▶ Document segment:
————

Skip to main content
NCBI home page
Veterinary World logoLink to Veterinary World
. 2019 Aug 15;12(8):1251–1255. doi: 10.14202/vetworld.2019.1251-1255

Studies on immune response to Newcastle disease virus in broiler chickens fed with Lactobacillus reuteri PIA16 isolated from the gut of indigenous chicken of Assam, India

Gaichamdinliu Gonmei 1,, Deben Sapcota 1, Girin Kumar Saikia 2, Pankaj Deka 2, Joga Dev Mahanta 1, Niranjan Kalita 1, Bibeka Nanda Saikia 3, Jitendra Kumar Talukdar 1
PMCID: PMC6755401  PMID: 31641304

Abstract

Background and Aim:

The chicken gut harbors microflora which impacts the health, production performance and immune response against pathogens. Assam local chickens reared under natural conditions are known to possess high immunocompetence which may be attributable to its gut microbiota make-up. This study aimed to investigate the individual effect of two strains of Lactobacillus reuteri PIA16 isolated separately from cecum and jejunum of Assam indigenous chicken on the immunity of broiler chickens against Newcastle disease virus (NDV) when fed singly and in combination with a prebiotic.

————

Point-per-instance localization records

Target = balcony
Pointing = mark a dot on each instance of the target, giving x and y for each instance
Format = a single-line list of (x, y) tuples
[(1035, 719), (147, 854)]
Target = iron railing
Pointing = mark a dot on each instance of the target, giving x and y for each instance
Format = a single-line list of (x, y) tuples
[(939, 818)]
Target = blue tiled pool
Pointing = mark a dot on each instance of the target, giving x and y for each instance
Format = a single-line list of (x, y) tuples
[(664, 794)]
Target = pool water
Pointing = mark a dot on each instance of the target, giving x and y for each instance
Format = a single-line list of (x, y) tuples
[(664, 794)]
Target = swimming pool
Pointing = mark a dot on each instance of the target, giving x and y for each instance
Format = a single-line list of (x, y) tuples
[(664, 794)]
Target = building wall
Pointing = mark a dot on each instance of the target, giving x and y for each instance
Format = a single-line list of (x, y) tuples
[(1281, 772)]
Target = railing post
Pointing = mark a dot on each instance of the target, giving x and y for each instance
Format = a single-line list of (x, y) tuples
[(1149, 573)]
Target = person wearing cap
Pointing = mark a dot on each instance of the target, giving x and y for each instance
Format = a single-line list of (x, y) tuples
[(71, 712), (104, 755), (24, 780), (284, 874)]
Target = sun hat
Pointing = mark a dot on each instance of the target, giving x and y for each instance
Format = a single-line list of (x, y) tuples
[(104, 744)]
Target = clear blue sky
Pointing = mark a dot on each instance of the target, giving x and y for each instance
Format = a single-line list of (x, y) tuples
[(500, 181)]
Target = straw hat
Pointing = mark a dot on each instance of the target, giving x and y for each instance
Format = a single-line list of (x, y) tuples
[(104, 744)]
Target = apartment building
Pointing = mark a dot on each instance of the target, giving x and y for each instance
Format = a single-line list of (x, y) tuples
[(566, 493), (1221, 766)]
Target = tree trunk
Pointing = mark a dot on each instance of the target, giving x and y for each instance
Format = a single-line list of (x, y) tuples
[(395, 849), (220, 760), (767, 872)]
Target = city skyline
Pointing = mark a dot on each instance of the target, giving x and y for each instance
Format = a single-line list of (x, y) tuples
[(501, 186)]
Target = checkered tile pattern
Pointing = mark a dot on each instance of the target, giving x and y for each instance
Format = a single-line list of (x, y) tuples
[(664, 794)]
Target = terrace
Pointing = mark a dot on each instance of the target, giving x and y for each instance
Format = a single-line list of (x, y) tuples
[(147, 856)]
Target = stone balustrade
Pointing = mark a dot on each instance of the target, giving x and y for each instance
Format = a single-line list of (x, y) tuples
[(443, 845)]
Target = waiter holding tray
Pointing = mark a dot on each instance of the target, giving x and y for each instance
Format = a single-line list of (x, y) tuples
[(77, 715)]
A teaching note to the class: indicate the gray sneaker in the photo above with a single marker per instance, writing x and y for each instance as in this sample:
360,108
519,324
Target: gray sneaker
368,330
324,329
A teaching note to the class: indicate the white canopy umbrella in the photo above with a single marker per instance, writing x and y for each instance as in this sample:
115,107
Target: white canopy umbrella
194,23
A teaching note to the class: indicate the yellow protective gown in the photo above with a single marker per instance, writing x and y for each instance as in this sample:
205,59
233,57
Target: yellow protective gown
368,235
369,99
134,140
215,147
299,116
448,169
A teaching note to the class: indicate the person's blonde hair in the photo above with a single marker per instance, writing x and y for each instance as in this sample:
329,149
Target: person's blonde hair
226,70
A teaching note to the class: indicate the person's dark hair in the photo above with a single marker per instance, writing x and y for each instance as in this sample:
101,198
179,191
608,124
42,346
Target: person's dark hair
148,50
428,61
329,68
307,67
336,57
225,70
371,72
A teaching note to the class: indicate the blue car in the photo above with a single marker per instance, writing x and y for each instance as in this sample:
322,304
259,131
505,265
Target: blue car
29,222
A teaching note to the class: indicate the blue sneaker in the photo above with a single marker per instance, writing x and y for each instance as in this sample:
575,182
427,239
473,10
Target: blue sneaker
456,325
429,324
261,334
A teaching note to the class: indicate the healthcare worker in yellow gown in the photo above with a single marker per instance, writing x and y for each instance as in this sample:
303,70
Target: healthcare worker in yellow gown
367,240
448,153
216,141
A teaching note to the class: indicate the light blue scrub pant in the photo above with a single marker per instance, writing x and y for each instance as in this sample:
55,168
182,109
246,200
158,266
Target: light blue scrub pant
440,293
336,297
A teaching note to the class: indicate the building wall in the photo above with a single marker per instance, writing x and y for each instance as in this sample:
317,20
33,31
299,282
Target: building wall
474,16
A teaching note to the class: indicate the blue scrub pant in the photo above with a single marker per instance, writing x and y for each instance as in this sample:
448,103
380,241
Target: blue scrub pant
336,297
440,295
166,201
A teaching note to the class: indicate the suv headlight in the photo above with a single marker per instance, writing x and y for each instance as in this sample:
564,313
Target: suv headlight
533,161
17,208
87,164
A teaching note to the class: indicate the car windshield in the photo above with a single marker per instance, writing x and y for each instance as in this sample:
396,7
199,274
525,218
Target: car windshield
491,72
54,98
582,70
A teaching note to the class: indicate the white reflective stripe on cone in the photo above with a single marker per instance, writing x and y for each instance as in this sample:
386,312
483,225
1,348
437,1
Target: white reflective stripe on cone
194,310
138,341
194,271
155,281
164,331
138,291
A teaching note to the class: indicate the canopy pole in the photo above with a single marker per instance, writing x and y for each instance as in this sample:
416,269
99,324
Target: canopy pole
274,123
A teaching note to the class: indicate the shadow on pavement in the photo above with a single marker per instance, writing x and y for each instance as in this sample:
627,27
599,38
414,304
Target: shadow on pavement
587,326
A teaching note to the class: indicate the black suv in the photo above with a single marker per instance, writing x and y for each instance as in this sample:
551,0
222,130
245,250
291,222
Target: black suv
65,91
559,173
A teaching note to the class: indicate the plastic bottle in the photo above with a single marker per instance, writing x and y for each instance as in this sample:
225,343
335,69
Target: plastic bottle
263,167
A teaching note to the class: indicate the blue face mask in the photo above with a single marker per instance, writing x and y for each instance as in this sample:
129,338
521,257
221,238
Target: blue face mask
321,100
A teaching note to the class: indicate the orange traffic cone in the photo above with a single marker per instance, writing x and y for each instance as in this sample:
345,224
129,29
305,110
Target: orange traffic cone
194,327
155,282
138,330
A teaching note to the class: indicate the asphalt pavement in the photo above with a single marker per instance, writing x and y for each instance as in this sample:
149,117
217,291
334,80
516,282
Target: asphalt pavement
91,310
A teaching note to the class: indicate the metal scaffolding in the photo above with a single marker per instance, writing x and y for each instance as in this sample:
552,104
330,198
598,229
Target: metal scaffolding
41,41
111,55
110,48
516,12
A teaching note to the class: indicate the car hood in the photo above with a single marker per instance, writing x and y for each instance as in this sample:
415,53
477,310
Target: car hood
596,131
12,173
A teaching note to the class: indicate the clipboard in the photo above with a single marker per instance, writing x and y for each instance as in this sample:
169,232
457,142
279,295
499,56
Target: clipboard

————

▶ What to do:
a) Answer these questions about the Newcastle disease article, one per line:
(i) On what date was the article published?
(ii) What PMCID is given for the article?
(iii) From which two parts of the Assam indigenous chicken were the Lactobacillus reuteri PIA16 strains isolated?
b) Please duplicate a passage from the Newcastle disease article, beginning at the words "The chicken gut" and stopping after the words "with a prebiotic.".
c) Go on with the Newcastle disease article from the point where it stops.

▶ Exercise responses:
a)
(i) 2019 Aug 15
(ii) PMC6755401
(iii) The cecum and the jejunum

b)
The chicken gut harbors microflora which impacts the health, production performance and immune response against pathogens. Assam local chickens reared under natural conditions are known to possess high immunocompetence which may be attributable to its gut microbiota make-up. This study aimed to investigate the individual effect of two strains of Lactobacillus reuteri PIA16 isolated separately from cecum and jejunum of Assam indigenous chicken on the immunity of broiler chickens against Newcastle disease virus (NDV) when fed singly and in combination with a prebiotic.

c)
Materials and Methods:

A total of 240 birds (48 per group) were vaccinated with Lasota strain of NDV on the 5th and 21st day of age. Blood samples were collected before and after immunization against ND for the detection of humoral antibody response by hemagglutination inhibition test. The cell-mediated immune (CMI) response was estimated through response to phytohemagglutinin-P (PHA-P) and expressed as web index.

Results:

A significant influence on the immune response to NDV was observed in all the L. reuteri PIA16 as well as mannan oligosaccharide (MOS) supplemented groups revealing higher antibody titer than the control counterpart. The CMI response revealed a better cutaneous basophilic hypersensitivity response to PHA-P in the treated groups than the control.

Conclusion:

Enhancement in immunity was perceived in the broilers fed with L. reuteri PIA16 and in combination with MOS due to the stimulation of the host’s humoral and CMI response by the probiotics and prebiotics used.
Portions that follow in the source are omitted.